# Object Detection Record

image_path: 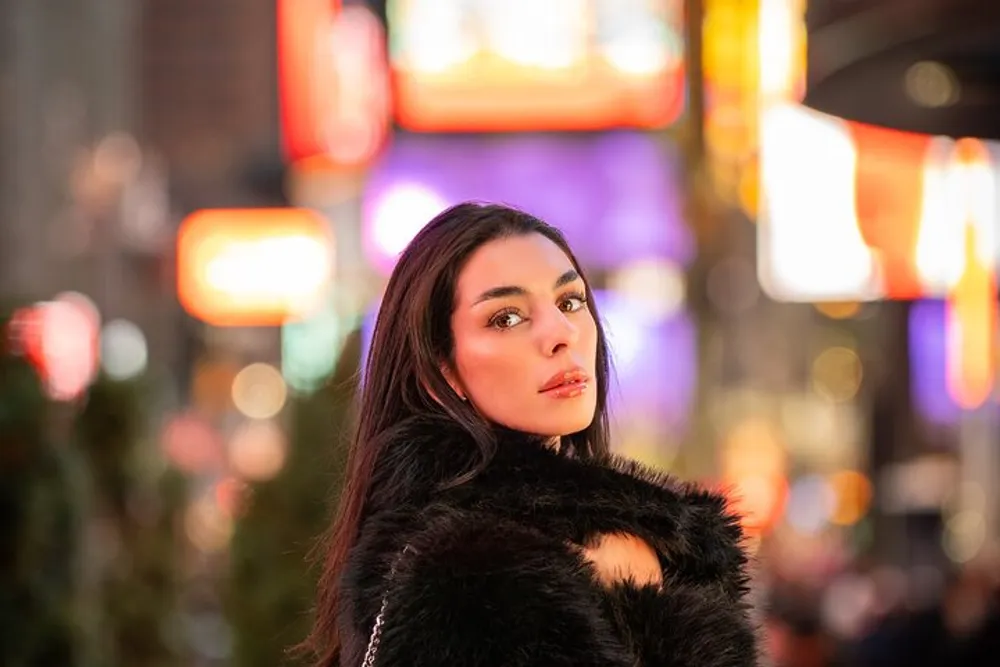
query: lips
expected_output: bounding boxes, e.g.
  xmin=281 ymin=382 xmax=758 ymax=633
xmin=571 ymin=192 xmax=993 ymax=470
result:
xmin=538 ymin=368 xmax=590 ymax=394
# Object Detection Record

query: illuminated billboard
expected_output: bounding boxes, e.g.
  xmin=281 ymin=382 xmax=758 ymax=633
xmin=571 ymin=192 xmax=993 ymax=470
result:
xmin=388 ymin=0 xmax=684 ymax=132
xmin=177 ymin=208 xmax=334 ymax=326
xmin=277 ymin=0 xmax=390 ymax=168
xmin=758 ymin=104 xmax=1000 ymax=301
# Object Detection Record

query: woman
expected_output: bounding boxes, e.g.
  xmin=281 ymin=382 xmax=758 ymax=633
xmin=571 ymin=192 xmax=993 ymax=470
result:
xmin=310 ymin=203 xmax=756 ymax=667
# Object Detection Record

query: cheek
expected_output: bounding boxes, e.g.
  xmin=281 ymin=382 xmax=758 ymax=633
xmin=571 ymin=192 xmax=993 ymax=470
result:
xmin=455 ymin=335 xmax=524 ymax=395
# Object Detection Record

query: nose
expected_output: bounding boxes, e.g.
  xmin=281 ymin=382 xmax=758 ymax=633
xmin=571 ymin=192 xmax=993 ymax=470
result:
xmin=535 ymin=306 xmax=580 ymax=357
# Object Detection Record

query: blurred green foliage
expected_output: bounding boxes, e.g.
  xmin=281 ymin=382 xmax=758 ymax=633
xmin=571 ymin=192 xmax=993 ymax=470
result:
xmin=227 ymin=332 xmax=361 ymax=667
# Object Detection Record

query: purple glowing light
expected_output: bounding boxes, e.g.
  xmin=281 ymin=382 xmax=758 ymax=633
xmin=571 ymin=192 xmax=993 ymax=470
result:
xmin=363 ymin=132 xmax=694 ymax=273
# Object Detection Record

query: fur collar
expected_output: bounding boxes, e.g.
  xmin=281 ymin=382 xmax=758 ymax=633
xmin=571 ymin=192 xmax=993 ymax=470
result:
xmin=339 ymin=420 xmax=756 ymax=667
xmin=371 ymin=419 xmax=747 ymax=600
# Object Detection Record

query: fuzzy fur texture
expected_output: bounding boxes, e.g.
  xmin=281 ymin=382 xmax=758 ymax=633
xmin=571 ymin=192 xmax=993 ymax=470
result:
xmin=340 ymin=423 xmax=757 ymax=667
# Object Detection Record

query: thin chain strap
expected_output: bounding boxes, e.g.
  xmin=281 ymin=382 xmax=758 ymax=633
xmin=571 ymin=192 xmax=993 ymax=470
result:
xmin=361 ymin=544 xmax=413 ymax=667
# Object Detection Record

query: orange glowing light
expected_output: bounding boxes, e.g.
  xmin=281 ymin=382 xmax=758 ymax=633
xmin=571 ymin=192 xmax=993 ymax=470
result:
xmin=177 ymin=208 xmax=333 ymax=326
xmin=276 ymin=0 xmax=340 ymax=160
xmin=278 ymin=0 xmax=390 ymax=169
xmin=848 ymin=123 xmax=931 ymax=299
xmin=389 ymin=0 xmax=685 ymax=132
xmin=945 ymin=139 xmax=997 ymax=409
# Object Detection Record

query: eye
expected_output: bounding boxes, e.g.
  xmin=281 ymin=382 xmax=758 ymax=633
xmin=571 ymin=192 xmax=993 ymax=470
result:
xmin=559 ymin=293 xmax=587 ymax=313
xmin=490 ymin=308 xmax=524 ymax=330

:::

Do this - How many lines of the data above contain the word "glowing"? Give only the number.

Task response - 2